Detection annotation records
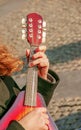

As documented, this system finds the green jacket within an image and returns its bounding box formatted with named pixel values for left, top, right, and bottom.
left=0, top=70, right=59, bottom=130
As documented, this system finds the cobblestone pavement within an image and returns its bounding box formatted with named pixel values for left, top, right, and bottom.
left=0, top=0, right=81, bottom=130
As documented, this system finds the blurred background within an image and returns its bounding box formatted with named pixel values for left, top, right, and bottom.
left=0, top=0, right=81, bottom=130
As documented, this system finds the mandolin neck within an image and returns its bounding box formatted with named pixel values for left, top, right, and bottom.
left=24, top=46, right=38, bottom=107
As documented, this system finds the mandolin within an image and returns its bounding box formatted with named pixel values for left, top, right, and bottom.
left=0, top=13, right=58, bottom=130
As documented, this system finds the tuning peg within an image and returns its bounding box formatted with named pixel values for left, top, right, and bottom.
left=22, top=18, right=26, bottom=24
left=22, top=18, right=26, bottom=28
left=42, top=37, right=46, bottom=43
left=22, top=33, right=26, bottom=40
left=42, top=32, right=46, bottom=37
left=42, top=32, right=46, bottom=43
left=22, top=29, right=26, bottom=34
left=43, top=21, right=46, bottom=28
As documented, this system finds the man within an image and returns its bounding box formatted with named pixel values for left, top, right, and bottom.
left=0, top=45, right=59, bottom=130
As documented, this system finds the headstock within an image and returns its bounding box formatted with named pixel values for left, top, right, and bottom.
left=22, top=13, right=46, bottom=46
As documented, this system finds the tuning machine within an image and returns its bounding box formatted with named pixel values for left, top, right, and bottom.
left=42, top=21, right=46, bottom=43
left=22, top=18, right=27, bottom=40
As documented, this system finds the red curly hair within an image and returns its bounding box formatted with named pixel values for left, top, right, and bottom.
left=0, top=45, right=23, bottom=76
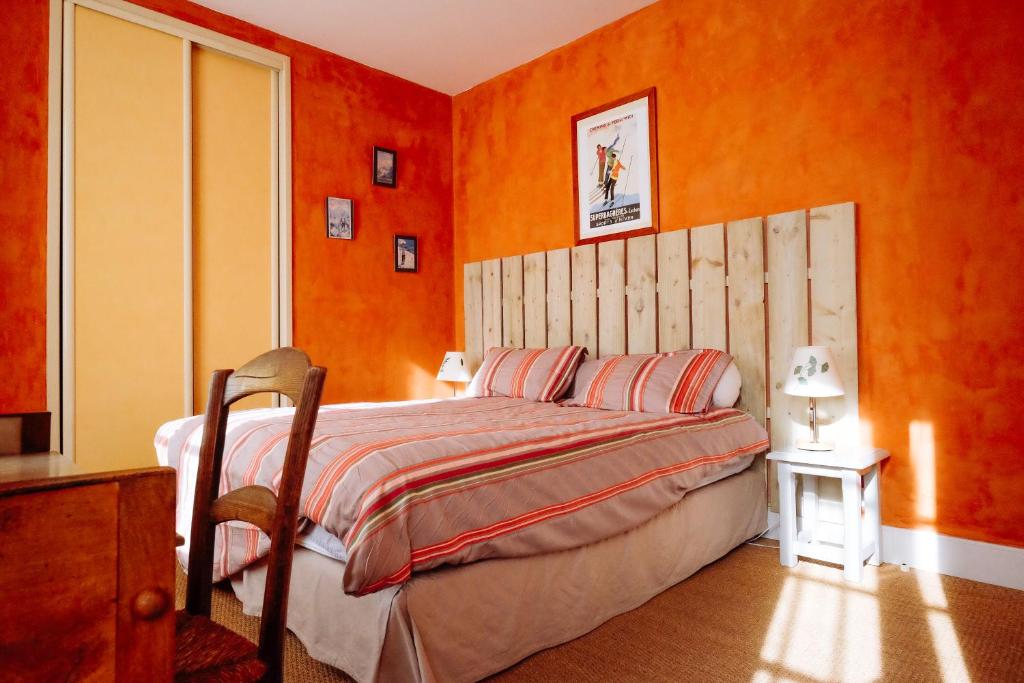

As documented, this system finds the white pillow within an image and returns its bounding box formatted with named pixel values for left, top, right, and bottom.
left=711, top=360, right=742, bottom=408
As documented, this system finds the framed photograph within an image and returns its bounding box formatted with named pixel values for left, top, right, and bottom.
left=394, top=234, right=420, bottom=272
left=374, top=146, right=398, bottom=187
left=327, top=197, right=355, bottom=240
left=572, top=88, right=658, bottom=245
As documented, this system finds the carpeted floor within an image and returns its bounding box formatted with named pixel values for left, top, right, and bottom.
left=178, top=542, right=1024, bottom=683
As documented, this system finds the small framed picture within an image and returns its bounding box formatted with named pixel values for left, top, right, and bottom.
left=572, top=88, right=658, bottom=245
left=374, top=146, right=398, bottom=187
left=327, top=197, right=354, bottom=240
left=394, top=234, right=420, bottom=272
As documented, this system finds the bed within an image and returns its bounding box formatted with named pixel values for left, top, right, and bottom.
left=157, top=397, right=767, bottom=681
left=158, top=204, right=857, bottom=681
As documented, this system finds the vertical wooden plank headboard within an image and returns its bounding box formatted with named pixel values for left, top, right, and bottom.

__WHAT IS REQUIRED__
Update everything from the start of the material down to the line containing "left=43, top=21, right=46, bottom=28", with "mandolin" replaced by "ukulele" and all else left unchanged. Omit the pictures from your answer.

__FINISHED ANSWER__
As documented, this system finds the green jacket within an image and returns its bounding box formatted with named pixel values for left, top, right, and bottom.
left=0, top=70, right=59, bottom=130
As documented, this system finds the cobblestone pavement within an image and returns its bounding box formatted with named pixel values for left, top, right, and bottom.
left=0, top=0, right=81, bottom=130
As documented, this system finds the blurred background within an image and returns its bounding box formatted with named pixel values for left, top, right, and bottom.
left=0, top=0, right=81, bottom=130
As documented, this system finds the ukulele neck within an image and returns its bounding box formatted with named pixel values for left, top, right, and bottom.
left=24, top=46, right=38, bottom=107
As documented, this system finds the ukulele within an image and returns its bounding box formatted with named pixel values for left, top, right, and bottom.
left=0, top=13, right=58, bottom=130
As documented, this system finds the tuning peg within an image and returns its bounding box formatted with named pixel values for left, top, right, and bottom.
left=22, top=18, right=26, bottom=24
left=22, top=18, right=26, bottom=28
left=42, top=37, right=46, bottom=43
left=22, top=33, right=26, bottom=40
left=42, top=32, right=46, bottom=37
left=42, top=32, right=46, bottom=43
left=22, top=29, right=26, bottom=34
left=43, top=21, right=46, bottom=28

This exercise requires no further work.